YOUR GOAL
Rewrite the items below with "microscope base" replaced by "microscope stand" and everything else kept the same. Leave the pictures out of your answer.
[STORED RECORDS start]
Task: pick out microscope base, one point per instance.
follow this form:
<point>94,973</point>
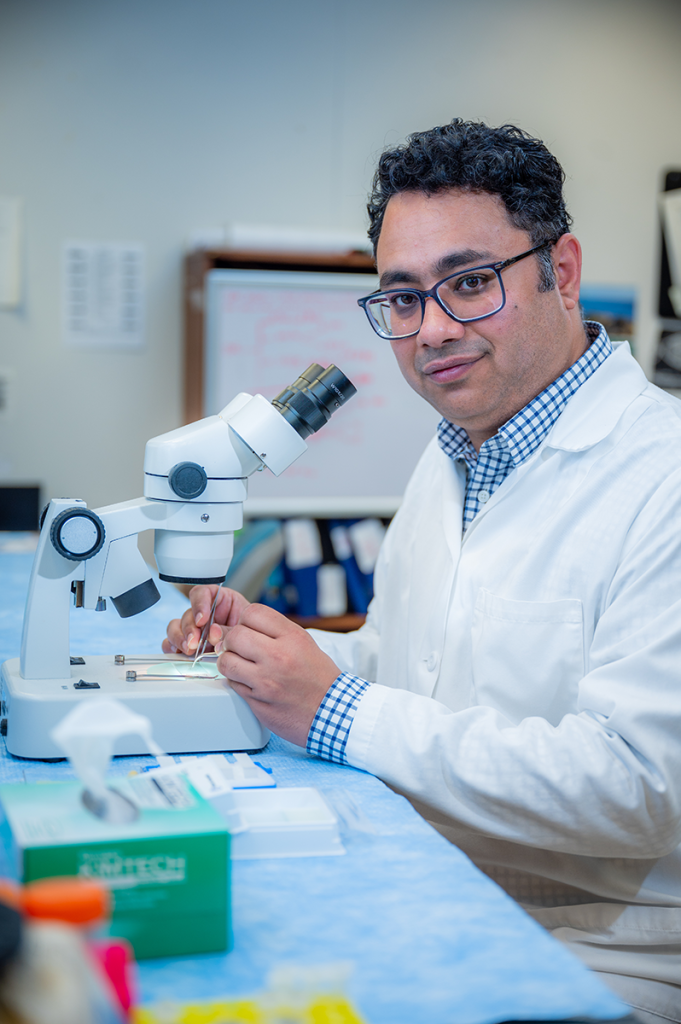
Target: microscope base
<point>188,716</point>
[STORED RECORDS end]
WORKED SOLUTION
Task: pick out microscope stand, one point per instance.
follow this form:
<point>94,973</point>
Target: microscope stand
<point>188,716</point>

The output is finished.